* Work instructions
Could you write out every entry exactly as it stands?

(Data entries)
* * * * *
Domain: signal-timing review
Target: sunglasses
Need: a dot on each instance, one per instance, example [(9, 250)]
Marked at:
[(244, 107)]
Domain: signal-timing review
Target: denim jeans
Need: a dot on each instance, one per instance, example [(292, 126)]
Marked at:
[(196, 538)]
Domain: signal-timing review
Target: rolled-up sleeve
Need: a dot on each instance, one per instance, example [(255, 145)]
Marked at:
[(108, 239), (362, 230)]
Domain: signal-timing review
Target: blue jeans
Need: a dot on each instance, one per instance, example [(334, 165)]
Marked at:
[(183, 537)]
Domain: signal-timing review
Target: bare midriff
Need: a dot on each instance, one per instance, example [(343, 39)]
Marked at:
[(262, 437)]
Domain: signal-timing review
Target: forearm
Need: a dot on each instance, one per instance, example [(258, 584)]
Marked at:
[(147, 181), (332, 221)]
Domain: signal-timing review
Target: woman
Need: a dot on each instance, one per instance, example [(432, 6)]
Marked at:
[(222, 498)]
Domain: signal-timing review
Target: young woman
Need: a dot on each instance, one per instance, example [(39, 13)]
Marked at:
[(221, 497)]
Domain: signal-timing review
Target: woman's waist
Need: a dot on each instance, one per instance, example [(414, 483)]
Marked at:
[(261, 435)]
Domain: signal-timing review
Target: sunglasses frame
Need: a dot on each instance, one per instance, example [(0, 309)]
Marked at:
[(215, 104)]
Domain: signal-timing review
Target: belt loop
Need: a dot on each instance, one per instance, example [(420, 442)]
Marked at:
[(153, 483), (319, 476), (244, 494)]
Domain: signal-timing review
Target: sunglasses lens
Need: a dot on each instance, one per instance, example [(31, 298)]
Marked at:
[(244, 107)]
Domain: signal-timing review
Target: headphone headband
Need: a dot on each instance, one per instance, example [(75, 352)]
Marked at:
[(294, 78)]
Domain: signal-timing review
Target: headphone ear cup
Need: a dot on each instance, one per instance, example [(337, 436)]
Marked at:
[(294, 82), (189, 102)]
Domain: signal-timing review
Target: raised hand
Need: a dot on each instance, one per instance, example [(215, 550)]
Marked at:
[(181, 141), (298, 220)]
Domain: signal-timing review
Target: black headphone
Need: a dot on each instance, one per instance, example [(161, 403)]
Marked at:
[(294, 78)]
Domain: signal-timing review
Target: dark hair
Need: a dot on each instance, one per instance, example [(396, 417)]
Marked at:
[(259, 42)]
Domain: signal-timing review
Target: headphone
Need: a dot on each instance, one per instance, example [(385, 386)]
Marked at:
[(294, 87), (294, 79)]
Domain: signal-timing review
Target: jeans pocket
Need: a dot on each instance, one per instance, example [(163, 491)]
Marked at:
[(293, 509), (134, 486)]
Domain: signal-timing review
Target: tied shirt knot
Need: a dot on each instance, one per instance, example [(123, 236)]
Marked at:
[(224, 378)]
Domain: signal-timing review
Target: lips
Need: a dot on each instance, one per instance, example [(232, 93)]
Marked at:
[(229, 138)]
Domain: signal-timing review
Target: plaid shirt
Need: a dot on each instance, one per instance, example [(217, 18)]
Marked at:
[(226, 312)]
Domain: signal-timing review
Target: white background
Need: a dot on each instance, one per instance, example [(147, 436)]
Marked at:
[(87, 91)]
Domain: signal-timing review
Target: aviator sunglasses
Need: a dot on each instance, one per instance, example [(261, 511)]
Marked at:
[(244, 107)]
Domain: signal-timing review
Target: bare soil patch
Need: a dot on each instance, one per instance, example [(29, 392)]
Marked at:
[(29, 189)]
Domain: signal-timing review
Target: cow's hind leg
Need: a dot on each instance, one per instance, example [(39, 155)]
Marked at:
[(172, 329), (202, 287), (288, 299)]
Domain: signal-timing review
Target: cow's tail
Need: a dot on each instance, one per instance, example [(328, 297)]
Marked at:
* * * * *
* Output for this exercise
Domain: signal-timing review
Target: sunglasses
Need: a dot on each instance, one per instance, example [(9, 250)]
Marked at:
[(244, 107)]
Domain: signal-timing review
Target: denim jeans
Need: a dot on each instance, one per instance, example [(292, 126)]
Marked at:
[(196, 538)]
Domain: signal-timing review
Target: rolled-up sleeve
Need: a dot on each instance, one per instance, example [(255, 145)]
Marked at:
[(108, 239), (362, 230)]
Domain: signal-timing review
Target: blue jeans
Need: a dot on each instance, one per instance, example [(334, 165)]
Marked at:
[(183, 537)]
Domain: signal-timing review
Target: bare midriff
Need: a dot on each instance, one per instance, example [(343, 39)]
Marked at:
[(262, 437)]
Domain: signal-timing review
Target: forearm
Need: a dot on each instance, one per instance, example [(258, 584)]
Marked at:
[(147, 181), (332, 221)]
Domain: signal-timing review
Target: woman
Need: a dot on each instance, one per instance, example [(432, 6)]
Marked at:
[(222, 498)]
Domain: signal-timing review
Target: young woman
Need: a dot on each instance, one per instance, example [(39, 13)]
Marked at:
[(221, 497)]
Domain: signal-timing review
Target: woman's waist
Need: a dot on each instance, one per instance, example [(414, 483)]
Marked at:
[(261, 435)]
Domain: signal-timing review
Target: sunglasses frame
Need: a dot on each instance, one per instance, example [(0, 309)]
Marked at:
[(215, 104)]
Domain: signal-timing review
Target: belt loop
Need: a dot on each instance, one per instance, example [(420, 442)]
Marked at:
[(153, 483), (319, 476), (244, 494)]
Domain: signal-timing review
Target: sunglasses lens
Need: a dot on each instance, one per instance, example [(31, 298)]
Marked at:
[(244, 107)]
Domain: signal-timing review
Target: headphone headband
Need: a dot on each instance, one per instance, example [(75, 352)]
Marked at:
[(294, 78)]
Domain: signal-timing review
Target: headphone ear cup
Need: a dot on each instance, one per instance, example [(337, 436)]
Marked at:
[(294, 82), (189, 102)]
Domain: signal-timing review
Target: raised hand
Need: a dot on each instance, one per instance, example [(215, 550)]
Marked at:
[(181, 141), (298, 220)]
Domain: signal-timing review
Target: black headphone
Need: a dot on each instance, one per instance, example [(161, 403)]
Marked at:
[(294, 78)]
Domain: signal-timing review
Target: dark hair
Need: a dot on each instance, one per instance, example [(396, 417)]
Marked at:
[(259, 42)]
Domain: signal-timing review
Target: headphone
Need: a dot on each instance, one per instance, example [(385, 386)]
Marked at:
[(294, 87), (294, 79)]
Domain: signal-timing review
Target: jeans pocket
Need: a dot on each instance, one per instance, example [(163, 491)]
Marked at:
[(293, 509), (134, 486)]
Domain: signal-timing review
Target: tied shirt knot
Need: a dot on each instance, one per instance, example [(123, 236)]
Marked at:
[(224, 378)]
Domain: signal-timing review
Target: lips
Need: a dot on each instance, one per instance, example [(232, 93)]
Marked at:
[(229, 138)]
Domain: signal-timing review
Target: plaid shirt
Need: a dot on each instance, one per instance, example [(217, 18)]
Marked at:
[(226, 312)]
Domain: signal-timing review
Target: white background
Need: a dot on each instance, one per instance, example [(147, 436)]
Marked at:
[(87, 91)]
Domain: signal-timing review
Target: aviator sunglasses
Need: a dot on each instance, one per instance, example [(261, 511)]
Marked at:
[(244, 107)]
Domain: signal-timing review
Target: bare soil patch
Need: a dot on each instance, one per instance, example [(29, 392)]
Marked at:
[(29, 189)]
Domain: signal-timing review
Target: cow's hind leg
Need: a dot on each instance, one per instance, example [(39, 155)]
Marked at:
[(172, 329), (202, 287), (288, 299)]
Domain: signal-timing review
Target: cow's tail
Need: a dot on each instance, one per instance, example [(328, 297)]
Marked at:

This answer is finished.